* AUFGABE
Beantworten Sie anhand des Textauszugs zur Schließung eines Tanzclubs:
(a) Welche Verordnung eines Bundeslandes wird insbesondere als Grund für die Schließung genannt?
(b) Wie groß ist die Tanzfläche des Clubs?
(c) Zwischen welchen Uhrzeiten lagen die Betriebszeiten?

* TEXTAUSZUG
+-------+
Hierzu führte das Gericht aus:

Der Kläger hat Anspruch auf Zahlung von Annahmeverzugslohn, da die Beklagte das Risiko des Arbeitsausfalls (Betriebsrisiko) zu tragen hat.

Dabei kann zunächst dahinstehen, dass die Beklagte nur pauschal vorgetragen hat, der Betrieb habe wegen der mit der Covid-19-Pandemie einhergehenden staatlichen Verordnungen und Vorschriften - insb. der Corona-Verordnung des Landes Baden-Württemberg - geschlossen werden müssen und eine Wiedereröffnung - auch zeitweise - habe deswegen nicht erfolgen können, ohne dies für den gesamten streitgegenständlichen Zeitraum näher darzulegen. Dies kann zugunsten der Beklagten als wahr unterstellt werden.

Die Kammer ist der Auffassung, dass sich jedenfalls im vorliegenden Fall eines Tanzclubs durch die aufgrund des Infektionsschutzgesetzes vermittels „Corona-Verordnung“ angeordnete Schließung das Betriebsrisiko im Sinne von § 615 S. 3 BGB verwirklicht hat, so dass das Entgelt der Arbeitnehmer fortzuzahlen ist.

Die Zuweisung des Wirtschafts- und Betriebsrisikos an den Arbeitgeber entspricht zunächst allgemeinen Prinzipien der Arbeitsrechtsordnung. Nach der Rechtsprechung des Bundesarbeitsgerichts kommt es bei Verboten aus betriebsfremden Gründen auf die Eigenart des Betriebs an, ob der Betrieb also eine besondere Risikosphäre darstellt. Ebenso ist ein Argument für die Annahme eines solchen Betriebsrisikos die Vorhersehbarkeit und Kalkulierbarkeit des Risikos.

Diese Kriterien sieht die Kammer vorliegend als erfüllt an. Bei einem Tanzclub mit einer Tanzfläche von nur 20 qm und einem Gastraum von nur 48 qm sowie Betriebszeiten zwischen 21:00 Uhr und 03:00 Uhr realisiert sich gerade das aufgrund dieses Geschäftsmodells bestehende besondere Infektionsrisiko, denn Sinn und Zweck der Schließungsanordnungen bestand in der Verhinderung sozialer Kontakte in Betrieben mit möglichst engem Kundenkontakt.

Das wirtschaftliche Interesse des Arbeitgebers an möglichst hohem Kundenverkehr erhöht zugleich das Risiko einer sich ausweitenden Epidemie. Die Zuweisung des Betriebsrisikos rechtfertigt sich aus dem Umstand, dass sein Geschäft „in guten wie in schlechten Tagen“ auf Kundenverkehr bzw. hohe Besucherzahl ausgerichtet ist.
+-------+
* DATEN ZUR ANALYSE

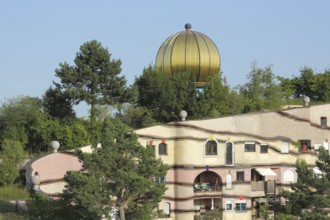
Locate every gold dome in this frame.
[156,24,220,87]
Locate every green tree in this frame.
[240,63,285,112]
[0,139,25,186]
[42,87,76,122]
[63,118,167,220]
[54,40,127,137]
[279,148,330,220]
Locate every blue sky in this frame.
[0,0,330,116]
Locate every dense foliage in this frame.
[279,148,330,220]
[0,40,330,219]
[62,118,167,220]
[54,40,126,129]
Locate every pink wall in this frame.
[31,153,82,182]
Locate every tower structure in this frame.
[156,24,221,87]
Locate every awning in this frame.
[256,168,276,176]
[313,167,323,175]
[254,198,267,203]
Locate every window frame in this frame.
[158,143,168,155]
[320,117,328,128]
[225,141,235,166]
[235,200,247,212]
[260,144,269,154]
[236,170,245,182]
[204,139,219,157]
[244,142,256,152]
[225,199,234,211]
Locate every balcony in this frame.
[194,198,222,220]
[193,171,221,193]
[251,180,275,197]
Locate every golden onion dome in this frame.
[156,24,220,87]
+-------+
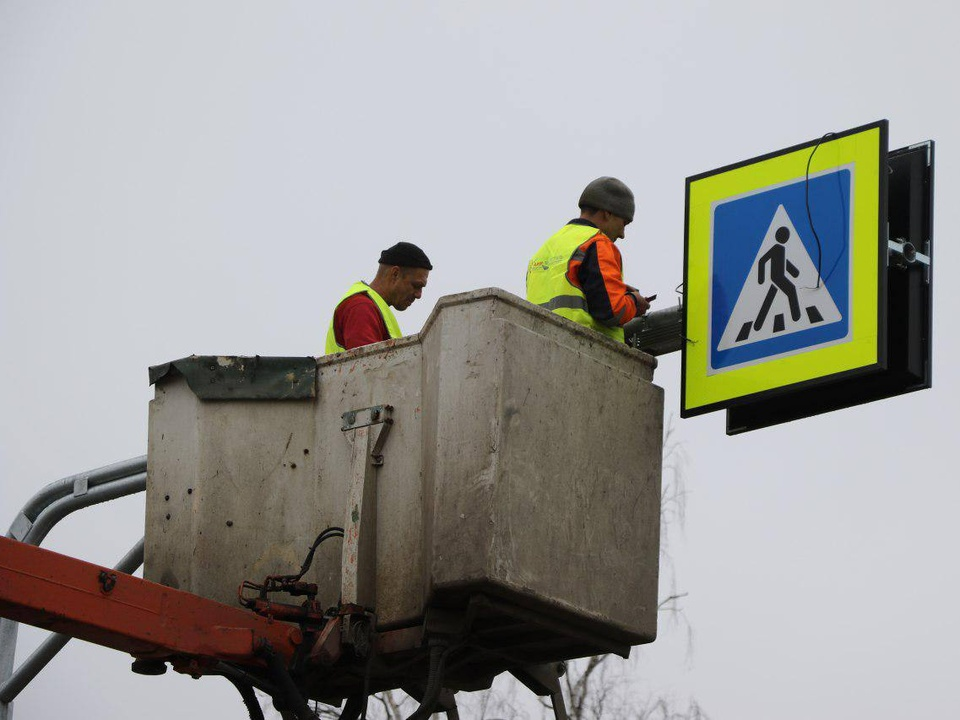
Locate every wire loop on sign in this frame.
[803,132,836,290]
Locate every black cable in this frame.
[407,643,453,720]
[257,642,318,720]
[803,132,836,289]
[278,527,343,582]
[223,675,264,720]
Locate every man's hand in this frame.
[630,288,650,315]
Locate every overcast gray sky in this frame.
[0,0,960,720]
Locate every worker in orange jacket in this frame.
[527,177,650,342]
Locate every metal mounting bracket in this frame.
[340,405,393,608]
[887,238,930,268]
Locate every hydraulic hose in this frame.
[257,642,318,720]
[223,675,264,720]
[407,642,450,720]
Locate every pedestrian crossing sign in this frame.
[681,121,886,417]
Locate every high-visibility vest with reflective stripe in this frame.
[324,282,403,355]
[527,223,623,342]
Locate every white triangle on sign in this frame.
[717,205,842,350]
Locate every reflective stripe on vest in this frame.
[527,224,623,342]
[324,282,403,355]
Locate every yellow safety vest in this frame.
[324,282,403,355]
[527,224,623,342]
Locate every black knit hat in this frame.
+-------+
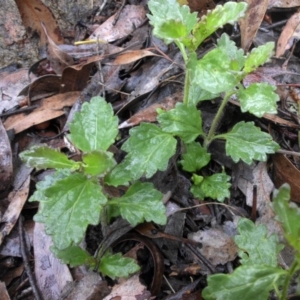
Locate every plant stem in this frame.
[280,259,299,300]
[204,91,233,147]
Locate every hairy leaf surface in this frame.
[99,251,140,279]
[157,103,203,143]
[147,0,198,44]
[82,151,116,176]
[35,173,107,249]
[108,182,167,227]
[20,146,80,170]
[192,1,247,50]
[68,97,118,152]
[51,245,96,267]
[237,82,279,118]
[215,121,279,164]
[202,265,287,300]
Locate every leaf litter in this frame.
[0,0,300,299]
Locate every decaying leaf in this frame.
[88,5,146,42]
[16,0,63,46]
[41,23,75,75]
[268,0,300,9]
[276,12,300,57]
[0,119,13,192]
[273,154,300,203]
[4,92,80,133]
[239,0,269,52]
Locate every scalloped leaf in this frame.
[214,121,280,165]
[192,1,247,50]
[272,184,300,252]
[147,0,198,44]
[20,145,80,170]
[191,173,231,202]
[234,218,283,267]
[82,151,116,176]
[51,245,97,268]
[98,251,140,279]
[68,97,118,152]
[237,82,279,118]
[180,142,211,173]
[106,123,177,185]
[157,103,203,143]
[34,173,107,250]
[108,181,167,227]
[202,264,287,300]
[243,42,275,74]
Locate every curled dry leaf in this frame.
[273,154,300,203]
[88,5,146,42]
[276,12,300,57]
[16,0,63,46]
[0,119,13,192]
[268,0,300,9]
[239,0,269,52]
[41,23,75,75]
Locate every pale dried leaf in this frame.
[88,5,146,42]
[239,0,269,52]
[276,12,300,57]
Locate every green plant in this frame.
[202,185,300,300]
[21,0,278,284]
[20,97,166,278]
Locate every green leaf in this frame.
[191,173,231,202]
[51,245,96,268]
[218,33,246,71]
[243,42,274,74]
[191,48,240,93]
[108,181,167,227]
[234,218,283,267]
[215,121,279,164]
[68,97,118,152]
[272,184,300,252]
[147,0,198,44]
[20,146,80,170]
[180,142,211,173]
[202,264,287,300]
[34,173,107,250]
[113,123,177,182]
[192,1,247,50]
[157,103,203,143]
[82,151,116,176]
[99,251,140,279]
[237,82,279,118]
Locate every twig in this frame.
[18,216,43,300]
+-------+
* ERGEBNIS
(a) Die Corona-Verordnung des Landes Baden-Württemberg
(b) 20 qm
(c) Zwischen 21:00 Uhr und 03:00 Uhr